__PROBLEM STATEMENT__
Pull out each line of the records that contains the word "door" and copy it in full. Treat the match as case-sensitive.

__EXERCISE MATERIALS__
--

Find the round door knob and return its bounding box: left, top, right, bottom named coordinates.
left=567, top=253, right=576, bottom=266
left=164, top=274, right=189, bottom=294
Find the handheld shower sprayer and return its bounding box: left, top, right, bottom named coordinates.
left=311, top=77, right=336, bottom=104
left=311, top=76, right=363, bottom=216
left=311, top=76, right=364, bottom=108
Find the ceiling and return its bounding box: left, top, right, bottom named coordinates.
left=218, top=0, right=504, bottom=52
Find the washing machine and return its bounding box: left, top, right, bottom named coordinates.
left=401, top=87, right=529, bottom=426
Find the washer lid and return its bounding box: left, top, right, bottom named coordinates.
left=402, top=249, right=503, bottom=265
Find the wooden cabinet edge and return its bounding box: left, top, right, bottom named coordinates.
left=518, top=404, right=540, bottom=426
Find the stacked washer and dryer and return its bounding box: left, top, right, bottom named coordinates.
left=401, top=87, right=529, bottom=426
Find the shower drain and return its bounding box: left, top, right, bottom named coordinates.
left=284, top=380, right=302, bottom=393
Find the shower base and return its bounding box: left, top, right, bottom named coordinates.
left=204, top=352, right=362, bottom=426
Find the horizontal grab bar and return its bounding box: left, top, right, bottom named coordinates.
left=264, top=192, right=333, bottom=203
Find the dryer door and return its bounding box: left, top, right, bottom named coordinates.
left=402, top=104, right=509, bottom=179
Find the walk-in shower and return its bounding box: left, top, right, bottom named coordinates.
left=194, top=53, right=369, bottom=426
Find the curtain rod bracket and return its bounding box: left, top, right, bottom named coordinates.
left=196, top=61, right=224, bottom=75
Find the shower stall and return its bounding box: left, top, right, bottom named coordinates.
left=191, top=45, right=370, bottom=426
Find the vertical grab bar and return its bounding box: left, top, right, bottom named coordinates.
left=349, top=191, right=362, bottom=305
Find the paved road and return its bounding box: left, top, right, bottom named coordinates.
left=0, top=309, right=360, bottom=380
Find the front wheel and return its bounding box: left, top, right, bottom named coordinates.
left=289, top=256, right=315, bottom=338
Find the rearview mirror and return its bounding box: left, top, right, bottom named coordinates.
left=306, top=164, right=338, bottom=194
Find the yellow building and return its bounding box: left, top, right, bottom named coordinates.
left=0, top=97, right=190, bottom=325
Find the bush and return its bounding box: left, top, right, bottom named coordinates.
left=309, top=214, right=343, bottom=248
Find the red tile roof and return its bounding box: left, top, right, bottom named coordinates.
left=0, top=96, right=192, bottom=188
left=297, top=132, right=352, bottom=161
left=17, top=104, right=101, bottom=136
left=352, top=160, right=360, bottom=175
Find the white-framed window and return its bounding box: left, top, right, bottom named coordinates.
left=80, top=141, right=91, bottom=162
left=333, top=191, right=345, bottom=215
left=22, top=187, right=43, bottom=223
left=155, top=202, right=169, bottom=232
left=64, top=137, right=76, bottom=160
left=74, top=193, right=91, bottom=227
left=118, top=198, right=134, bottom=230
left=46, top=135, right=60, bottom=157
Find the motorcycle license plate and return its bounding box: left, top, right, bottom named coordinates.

--

__THE ANSWER__
Find the round door knob and return its bounding box: left, top, right, bottom named coordinates.
Find the dryer door and return its bounding box: left, top, right, bottom named coordinates.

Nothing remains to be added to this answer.